(begin)

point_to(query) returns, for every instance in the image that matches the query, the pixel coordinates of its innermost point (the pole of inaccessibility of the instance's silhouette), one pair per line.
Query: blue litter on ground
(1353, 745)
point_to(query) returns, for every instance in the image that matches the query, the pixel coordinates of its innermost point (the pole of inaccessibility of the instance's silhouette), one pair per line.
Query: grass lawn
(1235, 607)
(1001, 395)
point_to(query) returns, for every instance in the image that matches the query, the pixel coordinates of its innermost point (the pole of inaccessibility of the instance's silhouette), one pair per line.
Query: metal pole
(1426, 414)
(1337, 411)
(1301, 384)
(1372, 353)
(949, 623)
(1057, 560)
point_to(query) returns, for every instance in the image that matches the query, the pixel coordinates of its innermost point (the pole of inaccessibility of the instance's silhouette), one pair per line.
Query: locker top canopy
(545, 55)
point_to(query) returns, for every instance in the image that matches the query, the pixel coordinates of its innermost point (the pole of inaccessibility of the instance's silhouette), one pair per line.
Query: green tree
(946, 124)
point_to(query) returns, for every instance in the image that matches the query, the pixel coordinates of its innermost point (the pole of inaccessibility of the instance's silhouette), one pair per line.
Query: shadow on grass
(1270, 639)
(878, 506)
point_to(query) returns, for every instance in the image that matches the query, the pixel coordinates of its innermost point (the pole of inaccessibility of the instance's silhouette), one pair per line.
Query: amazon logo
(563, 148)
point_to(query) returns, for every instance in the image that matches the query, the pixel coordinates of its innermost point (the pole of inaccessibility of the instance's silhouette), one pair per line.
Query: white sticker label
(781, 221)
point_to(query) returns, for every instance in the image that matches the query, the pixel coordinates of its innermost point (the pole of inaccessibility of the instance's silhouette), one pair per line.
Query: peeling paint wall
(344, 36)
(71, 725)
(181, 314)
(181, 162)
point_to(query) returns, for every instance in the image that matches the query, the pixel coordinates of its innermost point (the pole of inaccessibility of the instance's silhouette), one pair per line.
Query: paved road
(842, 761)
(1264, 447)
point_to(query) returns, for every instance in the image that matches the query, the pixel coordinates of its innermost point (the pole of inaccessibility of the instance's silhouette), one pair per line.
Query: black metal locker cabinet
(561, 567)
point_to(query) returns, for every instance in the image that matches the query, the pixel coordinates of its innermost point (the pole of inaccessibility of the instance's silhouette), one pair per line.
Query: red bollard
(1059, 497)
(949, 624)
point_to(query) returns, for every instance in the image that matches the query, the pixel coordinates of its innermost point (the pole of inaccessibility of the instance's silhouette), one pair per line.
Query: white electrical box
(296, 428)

(end)

== DO THIS ==
Can you reproduce all the material exactly?

== PROBLEM SOLUTION ==
point_to(query) returns, for every instance in the image that matches the query, the pixel coordinates of its innermost point (the pole of inaccessibility of the instance's silhouette), one pair per line.
Query: blue litter on ground
(1353, 745)
point_to(query) returns, for every instance in the image that matches the query, the pixel coordinates of its innermost point (the pole of inaccessibility of the instance's silhouette), one pair per line.
Query: grass lawn
(1235, 607)
(1001, 395)
point_to(query) returns, for every instance in the image that matches the query, the pixel coordinates of its innermost point (the pole of inaccessibility of the instance's silhouette), one pair per line.
Query: metal pole
(1426, 414)
(1337, 411)
(1301, 384)
(1372, 353)
(949, 623)
(1057, 560)
point_to(query) returns, for every instance in the image that matches the query, the pixel coordinates of its innermost point (the pole of inaccessibility of the instance's silhouette), one pair per line.
Query: locker top canopy
(545, 55)
point_to(query) returns, for every instance in the image that matches the query, the pixel coordinates of its innermost point (the pole of inaccessibility of the instance's silhouette), one pair per line.
Query: green tree
(946, 124)
point_to(query) returns, for every instance in the image that matches the query, the pixel coordinates of its innermost point (the pole of inaccessibility of the instance's silhouette), one pair per line.
Query: shadow on grass
(1270, 639)
(878, 506)
point_to(query) returns, for every instance in the image that matches the query, the pixel coordinates of its innermost point (the pole of inaccessibility of the instance's silhouette), one pair per line.
Query: amazon logo
(563, 148)
point_to(query) returns, for every instance in the image that matches the query, the pixel coordinates of its innermost point (the pole of inaccessibility of the instance's silhouette), one pair per line.
Query: white sticker label
(781, 221)
point_to(query) returns, for every instance in the image that matches the query, the pixel coordinates of its innermost point (the pole of inaccessibility of the instance's silhouette), one pair per line.
Query: peeling paint wall
(344, 36)
(71, 725)
(181, 314)
(181, 162)
point_to(query) returns, for every instance in the image that matches the query, the pixel coordinates of its innermost point (the pole of inaccessibility of the instance's silhouette), one pair per line.
Query: paved road
(842, 761)
(1264, 447)
point_to(query) returns, for every instance in the image that matches the query, the pixel coordinates of its innermost point (the pole of inaccessibility of the instance's silhouette), one pair per line.
Query: black metal locker cabinet
(561, 567)
point_to(query) returns, for every instance in the image that matches the query, the pixel coordinates of its innermost point (the pole of inaccessibility of the instance's silhouette), one pair per line.
Query: red bollard
(1059, 497)
(949, 624)
point_to(query) returns, for every instance in the image that matches the query, the pixel coordinates of its innermost point (the pole of inaccessibility of the instance's silhouette), one pair per line.
Query: white electrical box
(296, 428)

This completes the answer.